═════ TEXT SEGMENT

But the salt! 450 mg for the “turkey”–double it to 900 mg if 2.5 oz isn’t enough for you and you want seconds.  1400-plus mg for the stuffing–huh? a whole day’s worth of sodium for one serving of stuffing?  Is it that bad for conventional stuffing mix as well? You’d do better to make your own from scratch.

At this point I didn’t even look at the gravy.

Tofurky isn’t much different–650 mg sodium per serving, including stuffing. Field Roast–in the same range too. They also sell separate tubs of frozen “giblet” gravy.

Of course (full disclosure here), I’ve never actually liked gravy, and I doubt it would really go well with anything tofu, not even tofu in a rubber chicken costume.

Why do I think you could do a better and probably a lot cheaper and more festive vegetarian Thanksgiving with some kind of authentic, fresh-made main dish? Because very clearly you could. Do you want it to taste good? Or do you just want it to look like an imitation turkey?

Of course, the main thing about these frozen concoctions, even the simple cylindrical “roasts”,  is that they look like centerpiece dishes, and there’s really no knocking that desire to serve something impressive and festive and most of all, shareable at Thanksgiving. It’s important. Thanksgiving feasts demand a monument to plenty, and an inedible cornucopia with gourds and Indian corn doesn’t really cut it. Nor does a big pasta salad (although a timbale, as in Big Night…)

══════════
═════ RECORD SET

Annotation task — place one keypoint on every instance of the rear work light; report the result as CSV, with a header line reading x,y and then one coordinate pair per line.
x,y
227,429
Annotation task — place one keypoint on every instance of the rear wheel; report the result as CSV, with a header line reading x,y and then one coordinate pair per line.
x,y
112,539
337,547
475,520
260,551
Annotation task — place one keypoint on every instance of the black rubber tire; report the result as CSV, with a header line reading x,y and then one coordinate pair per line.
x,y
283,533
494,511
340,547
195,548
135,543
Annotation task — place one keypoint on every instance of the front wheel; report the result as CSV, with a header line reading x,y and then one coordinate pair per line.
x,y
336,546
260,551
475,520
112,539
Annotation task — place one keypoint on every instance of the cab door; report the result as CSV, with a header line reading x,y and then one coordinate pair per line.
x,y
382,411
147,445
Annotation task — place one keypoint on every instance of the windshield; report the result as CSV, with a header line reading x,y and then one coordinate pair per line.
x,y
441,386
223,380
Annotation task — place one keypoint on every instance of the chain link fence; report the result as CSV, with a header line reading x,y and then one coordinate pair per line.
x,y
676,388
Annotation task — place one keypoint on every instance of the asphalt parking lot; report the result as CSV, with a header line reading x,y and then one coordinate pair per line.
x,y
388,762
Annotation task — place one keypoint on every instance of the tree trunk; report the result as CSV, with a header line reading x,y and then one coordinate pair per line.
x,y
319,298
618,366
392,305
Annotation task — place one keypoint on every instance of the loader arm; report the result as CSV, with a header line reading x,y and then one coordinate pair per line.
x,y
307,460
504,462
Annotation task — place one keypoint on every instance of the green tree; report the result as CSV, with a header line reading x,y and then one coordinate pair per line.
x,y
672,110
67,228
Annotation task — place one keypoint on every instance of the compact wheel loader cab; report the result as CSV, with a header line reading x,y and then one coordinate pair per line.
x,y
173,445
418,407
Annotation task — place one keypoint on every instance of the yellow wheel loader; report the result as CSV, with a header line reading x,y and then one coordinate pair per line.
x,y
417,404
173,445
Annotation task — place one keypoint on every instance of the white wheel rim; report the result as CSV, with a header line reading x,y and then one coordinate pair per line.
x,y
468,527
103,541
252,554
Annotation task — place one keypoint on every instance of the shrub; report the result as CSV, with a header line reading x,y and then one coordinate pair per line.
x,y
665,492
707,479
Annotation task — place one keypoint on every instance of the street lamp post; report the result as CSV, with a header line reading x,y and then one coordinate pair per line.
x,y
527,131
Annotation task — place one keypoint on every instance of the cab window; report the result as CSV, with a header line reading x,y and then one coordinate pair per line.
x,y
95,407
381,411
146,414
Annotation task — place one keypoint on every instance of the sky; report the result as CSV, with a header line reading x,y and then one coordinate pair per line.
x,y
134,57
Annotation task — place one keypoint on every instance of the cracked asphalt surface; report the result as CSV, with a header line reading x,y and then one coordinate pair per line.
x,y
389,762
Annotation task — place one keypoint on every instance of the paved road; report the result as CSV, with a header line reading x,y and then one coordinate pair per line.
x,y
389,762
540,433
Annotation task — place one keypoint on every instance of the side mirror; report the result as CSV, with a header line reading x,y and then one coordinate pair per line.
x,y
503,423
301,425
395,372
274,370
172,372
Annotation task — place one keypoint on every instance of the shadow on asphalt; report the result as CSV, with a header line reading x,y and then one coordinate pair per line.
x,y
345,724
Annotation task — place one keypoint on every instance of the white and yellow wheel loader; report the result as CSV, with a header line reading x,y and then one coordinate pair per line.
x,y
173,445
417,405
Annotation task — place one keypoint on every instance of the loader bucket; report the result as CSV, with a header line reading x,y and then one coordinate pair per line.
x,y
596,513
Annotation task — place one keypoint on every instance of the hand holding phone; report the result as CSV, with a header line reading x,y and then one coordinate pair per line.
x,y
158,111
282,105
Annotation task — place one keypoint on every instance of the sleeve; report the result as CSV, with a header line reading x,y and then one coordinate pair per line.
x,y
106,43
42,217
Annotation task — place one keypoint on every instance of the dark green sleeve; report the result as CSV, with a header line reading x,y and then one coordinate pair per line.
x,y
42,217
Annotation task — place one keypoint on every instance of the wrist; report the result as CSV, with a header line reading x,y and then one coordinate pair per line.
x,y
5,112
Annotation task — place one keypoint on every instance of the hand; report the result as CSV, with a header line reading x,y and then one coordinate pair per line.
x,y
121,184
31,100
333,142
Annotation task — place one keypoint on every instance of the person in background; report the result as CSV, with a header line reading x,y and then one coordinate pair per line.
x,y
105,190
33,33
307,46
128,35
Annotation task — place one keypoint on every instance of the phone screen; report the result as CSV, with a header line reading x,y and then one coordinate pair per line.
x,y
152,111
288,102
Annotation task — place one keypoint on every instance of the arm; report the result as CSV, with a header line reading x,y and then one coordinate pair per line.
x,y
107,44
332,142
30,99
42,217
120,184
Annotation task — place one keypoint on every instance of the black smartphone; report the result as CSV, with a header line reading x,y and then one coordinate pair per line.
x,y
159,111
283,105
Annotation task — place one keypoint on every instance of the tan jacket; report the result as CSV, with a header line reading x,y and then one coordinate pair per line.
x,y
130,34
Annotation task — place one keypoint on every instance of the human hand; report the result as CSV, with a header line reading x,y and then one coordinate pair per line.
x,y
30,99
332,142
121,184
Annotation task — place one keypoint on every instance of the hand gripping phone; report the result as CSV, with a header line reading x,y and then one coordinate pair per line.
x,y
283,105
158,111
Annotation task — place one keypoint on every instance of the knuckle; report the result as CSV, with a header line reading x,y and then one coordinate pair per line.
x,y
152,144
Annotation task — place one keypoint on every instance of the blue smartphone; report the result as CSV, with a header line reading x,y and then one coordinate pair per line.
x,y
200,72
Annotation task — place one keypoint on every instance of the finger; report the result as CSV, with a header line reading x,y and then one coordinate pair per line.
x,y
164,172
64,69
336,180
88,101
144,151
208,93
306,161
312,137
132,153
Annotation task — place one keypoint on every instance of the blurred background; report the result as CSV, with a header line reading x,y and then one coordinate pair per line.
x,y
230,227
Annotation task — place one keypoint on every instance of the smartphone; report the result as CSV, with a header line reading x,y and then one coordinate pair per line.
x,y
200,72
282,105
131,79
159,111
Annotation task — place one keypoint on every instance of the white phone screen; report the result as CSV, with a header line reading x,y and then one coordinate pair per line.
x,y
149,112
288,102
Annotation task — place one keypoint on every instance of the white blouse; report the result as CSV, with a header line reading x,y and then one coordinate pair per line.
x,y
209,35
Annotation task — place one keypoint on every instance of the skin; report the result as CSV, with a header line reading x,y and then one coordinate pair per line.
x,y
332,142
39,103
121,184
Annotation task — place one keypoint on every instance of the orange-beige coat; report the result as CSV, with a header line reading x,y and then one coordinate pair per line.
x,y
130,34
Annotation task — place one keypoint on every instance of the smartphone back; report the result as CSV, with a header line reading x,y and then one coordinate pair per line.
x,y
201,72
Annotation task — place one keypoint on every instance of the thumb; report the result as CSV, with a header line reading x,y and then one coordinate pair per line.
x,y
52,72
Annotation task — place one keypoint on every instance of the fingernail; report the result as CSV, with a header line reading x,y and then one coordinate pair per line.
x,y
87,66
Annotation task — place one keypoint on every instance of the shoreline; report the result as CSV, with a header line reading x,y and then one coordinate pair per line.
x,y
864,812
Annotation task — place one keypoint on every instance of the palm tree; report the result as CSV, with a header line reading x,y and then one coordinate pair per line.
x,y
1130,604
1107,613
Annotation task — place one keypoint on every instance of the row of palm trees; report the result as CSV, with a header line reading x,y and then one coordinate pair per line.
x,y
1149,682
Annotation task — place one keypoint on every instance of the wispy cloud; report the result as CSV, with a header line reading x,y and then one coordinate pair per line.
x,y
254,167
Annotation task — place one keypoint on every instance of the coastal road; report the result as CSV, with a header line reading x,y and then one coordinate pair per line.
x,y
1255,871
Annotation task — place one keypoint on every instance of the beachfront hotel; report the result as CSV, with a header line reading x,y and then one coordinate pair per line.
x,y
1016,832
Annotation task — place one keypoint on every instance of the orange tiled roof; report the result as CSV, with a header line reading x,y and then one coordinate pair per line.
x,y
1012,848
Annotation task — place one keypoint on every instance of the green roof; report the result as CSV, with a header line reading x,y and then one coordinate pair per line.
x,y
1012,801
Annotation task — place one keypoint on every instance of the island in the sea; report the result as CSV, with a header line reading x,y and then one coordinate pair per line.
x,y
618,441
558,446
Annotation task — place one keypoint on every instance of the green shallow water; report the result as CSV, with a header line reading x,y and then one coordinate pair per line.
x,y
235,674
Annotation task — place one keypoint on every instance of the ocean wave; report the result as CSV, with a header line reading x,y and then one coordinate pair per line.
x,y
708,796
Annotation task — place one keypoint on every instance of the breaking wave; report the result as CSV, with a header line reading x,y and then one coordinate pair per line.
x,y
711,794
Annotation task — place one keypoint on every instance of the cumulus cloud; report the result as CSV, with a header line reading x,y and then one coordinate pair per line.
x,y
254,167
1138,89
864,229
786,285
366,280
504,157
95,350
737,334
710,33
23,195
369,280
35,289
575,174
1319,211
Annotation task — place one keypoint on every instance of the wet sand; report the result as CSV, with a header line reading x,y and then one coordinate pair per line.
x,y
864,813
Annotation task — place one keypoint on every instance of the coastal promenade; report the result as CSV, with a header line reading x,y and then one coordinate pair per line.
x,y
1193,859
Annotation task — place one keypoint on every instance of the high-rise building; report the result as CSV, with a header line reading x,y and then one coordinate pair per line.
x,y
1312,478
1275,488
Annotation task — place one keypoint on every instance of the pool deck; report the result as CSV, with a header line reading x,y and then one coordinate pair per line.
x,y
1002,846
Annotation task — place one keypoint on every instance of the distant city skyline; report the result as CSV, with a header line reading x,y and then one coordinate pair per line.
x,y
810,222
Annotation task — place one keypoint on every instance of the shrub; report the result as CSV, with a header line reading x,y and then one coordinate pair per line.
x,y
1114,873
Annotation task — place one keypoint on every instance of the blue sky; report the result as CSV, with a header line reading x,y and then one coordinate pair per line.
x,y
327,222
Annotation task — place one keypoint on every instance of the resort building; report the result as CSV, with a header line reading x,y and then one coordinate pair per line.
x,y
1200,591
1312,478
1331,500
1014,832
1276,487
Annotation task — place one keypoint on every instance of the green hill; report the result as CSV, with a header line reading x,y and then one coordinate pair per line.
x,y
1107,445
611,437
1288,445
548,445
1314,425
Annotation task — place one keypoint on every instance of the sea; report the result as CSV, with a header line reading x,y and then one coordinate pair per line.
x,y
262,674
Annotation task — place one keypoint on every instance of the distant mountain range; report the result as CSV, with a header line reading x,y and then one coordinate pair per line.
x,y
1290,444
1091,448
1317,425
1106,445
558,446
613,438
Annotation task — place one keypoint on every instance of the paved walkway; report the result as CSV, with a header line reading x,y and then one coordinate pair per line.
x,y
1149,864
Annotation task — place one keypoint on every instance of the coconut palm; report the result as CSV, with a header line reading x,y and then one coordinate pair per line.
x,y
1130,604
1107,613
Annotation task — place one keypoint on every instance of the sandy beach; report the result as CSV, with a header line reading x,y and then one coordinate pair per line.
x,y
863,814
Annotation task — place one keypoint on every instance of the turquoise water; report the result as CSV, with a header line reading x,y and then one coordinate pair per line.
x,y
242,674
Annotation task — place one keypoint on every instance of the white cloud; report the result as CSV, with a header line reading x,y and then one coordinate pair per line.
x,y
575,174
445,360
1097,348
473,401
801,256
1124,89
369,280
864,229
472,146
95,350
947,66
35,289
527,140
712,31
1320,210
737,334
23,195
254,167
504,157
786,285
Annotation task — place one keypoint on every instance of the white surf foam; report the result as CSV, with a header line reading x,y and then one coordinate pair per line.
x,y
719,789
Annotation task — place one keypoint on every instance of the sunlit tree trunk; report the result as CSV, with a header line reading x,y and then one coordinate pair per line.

══════════

DIRECTIONS FOR THIS TASK: Retype the whole passage above about frozen vegetarian Thanksgiving roasts, word for word.

FULL ANSWER:
But the salt! 450 mg for the “turkey”–double it to 900 mg if 2.5 oz isn’t enough for you and you want seconds.  1400-plus mg for the stuffing–huh? a whole day’s worth of sodium for one serving of stuffing?  Is it that bad for conventional stuffing mix as well? You’d do better to make your own from scratch.

At this point I didn’t even look at the gravy.

Tofurky isn’t much different–650 mg sodium per serving, including stuffing. Field Roast–in the same range too. They also sell separate tubs of frozen “giblet” gravy.

Of course (full disclosure here), I’ve never actually liked gravy, and I doubt it would really go well with anything tofu, not even tofu in a rubber chicken costume.

Why do I think you could do a better and probably a lot cheaper and more festive vegetarian Thanksgiving with some kind of authentic, fresh-made main dish? Because very clearly you could. Do you want it to taste good? Or do you just want it to look like an imitation turkey?

Of course, the main thing about these frozen concoctions, even the simple cylindrical “roasts”,  is that they look like centerpiece dishes, and there’s really no knocking that desire to serve something impressive and festive and most of all, shareable at Thanksgiving. It’s important. Thanksgiving feasts demand a monument to plenty, and an inedible cornucopia with gourds and Indian corn doesn’t really cut it. Nor does a big pasta salad (although a timbale, as in Big Night…)